* Questions on the material
• A. According to the passage on Bad Soden station, what did the Soden Railway join Soden with, and what connection was available there? Answer in one to three sentences.
• B. Continue the passage on Bad Soden station after its last sentence.

* Source passage

============

Railway station in Bad Soden, Germany

Bad Soden (Taunus) station is the northern terminus of the Soden Railway (Sodener Bahn) in the German state of Hesse. It is also the northern terminus of line S3 of the Rhine-Main S-Bahn over the Limes Railway (Limesbahn).

==Location and facilities ==

The station is located in the centre of Bad Soden. The entrance building was built in 1847 and the middle part of the building dates from this time. The southern gable of the northern wing and the attached sheds were added in the second decade of the last century. The entrance building is listed as a monument under the Hessian Heritage Act. Next to the platform, there was a long freight shed with its own sidings. These facilities have been removed in the last few years.

==History ==
The station was opened on 22 May 1847 as the terminus of the Soden Railway. This joined Soden with the nearest large town, Höchst, where it connected with the Taunus Railway from Frankfurt to Wiesbaden opened in 1839. The line and associated works were taken over by the Prussian state railways on 3 May 1872.

============

* Information given
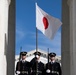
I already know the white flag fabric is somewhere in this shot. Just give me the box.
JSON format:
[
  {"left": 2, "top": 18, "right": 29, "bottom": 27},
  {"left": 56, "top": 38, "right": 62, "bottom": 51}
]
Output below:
[{"left": 36, "top": 3, "right": 62, "bottom": 39}]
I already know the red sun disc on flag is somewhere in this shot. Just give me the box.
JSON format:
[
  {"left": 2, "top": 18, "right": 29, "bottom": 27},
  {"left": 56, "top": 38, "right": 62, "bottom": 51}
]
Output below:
[{"left": 43, "top": 17, "right": 48, "bottom": 29}]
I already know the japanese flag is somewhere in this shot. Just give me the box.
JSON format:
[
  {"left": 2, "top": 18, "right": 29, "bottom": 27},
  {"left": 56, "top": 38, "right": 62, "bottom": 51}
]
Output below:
[{"left": 36, "top": 3, "right": 62, "bottom": 39}]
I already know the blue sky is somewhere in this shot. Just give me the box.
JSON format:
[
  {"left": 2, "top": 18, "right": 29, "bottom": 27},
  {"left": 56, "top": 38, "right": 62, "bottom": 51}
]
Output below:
[{"left": 15, "top": 0, "right": 62, "bottom": 55}]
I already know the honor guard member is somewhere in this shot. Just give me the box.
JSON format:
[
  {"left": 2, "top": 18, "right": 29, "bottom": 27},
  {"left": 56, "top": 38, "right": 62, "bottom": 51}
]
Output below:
[
  {"left": 46, "top": 52, "right": 61, "bottom": 75},
  {"left": 16, "top": 52, "right": 30, "bottom": 75},
  {"left": 30, "top": 51, "right": 44, "bottom": 75}
]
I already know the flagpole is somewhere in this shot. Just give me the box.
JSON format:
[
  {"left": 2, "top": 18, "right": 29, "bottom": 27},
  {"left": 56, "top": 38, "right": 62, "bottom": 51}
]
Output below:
[{"left": 35, "top": 0, "right": 38, "bottom": 75}]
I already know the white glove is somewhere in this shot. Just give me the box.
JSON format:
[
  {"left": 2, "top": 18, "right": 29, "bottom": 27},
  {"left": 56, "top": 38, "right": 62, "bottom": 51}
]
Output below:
[
  {"left": 16, "top": 71, "right": 20, "bottom": 74},
  {"left": 46, "top": 69, "right": 50, "bottom": 73}
]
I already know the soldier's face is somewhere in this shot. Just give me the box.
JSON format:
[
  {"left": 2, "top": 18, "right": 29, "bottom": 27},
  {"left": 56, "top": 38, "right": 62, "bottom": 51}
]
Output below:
[
  {"left": 36, "top": 55, "right": 40, "bottom": 60},
  {"left": 50, "top": 57, "right": 55, "bottom": 61},
  {"left": 22, "top": 56, "right": 26, "bottom": 60}
]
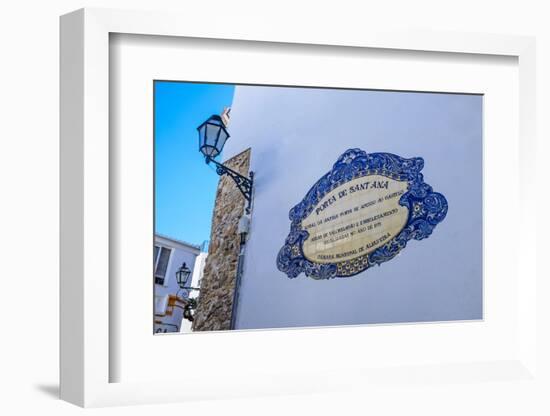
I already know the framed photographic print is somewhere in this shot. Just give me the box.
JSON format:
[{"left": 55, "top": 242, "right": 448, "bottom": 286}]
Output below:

============

* Answers to this exercise
• A. The Soden Railway joined Soden with Höchst, the nearest large town. At Höchst it connected with the Taunus Railway, which ran from Frankfurt to Wiesbaden and had opened in 1839.

• B.
The station was rebuilt in its present form with two tracks as part of the construction of the connection to the Rhine-Main S-Bahn in 1978. At the same time, the new Limes line was built for the S-Bahn from Bad Soden station to Niederhöchstadt via Schwalbach, connecting to Frankfurt via Eschborn.

==Services ==
Line S3 of the Rhine-Main S-Bahn runs over the Limes line from Bad Soden to Frankfurt South station via Frankfurt Hauptbahnhof. Between 1979 and 1997, it also reversed at Bad Soden and continued over the Soden line to Frankfurt-Hoechst. Since 1997, the Frankfurt-Königsteiner Eisenbahn (now rebranded as the Hessische Landesbahn—Hessian State Railways) has operated the Soden line. Despite the fact that the line is electrified, it is operated, along with the Hessische Landesbahn's other routes through the Taunus, by a diesel multiple unit (usually a VT 2E, sometimes a LINT).

The bus stop at the station is served by local bus routes 253, 803, 810, 811, 812 and 828.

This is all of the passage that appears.